> _WHAT IS ASKED_: Lay out every line of the entries below as a Markdown table with two columns, Row and Line, numbering the rows and skipping any blank lines.

> _MATERIAL_:
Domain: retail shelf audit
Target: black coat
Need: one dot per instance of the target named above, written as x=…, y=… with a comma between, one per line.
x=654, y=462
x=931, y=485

> _WRITTEN RESPONSE_:
| Row | Line |
|---|---|
| 1 | Domain: retail shelf audit |
| 2 | Target: black coat |
| 3 | Need: one dot per instance of the target named above, written as x=…, y=… with a comma between, one per line. |
| 4 | x=654, y=462 |
| 5 | x=931, y=485 |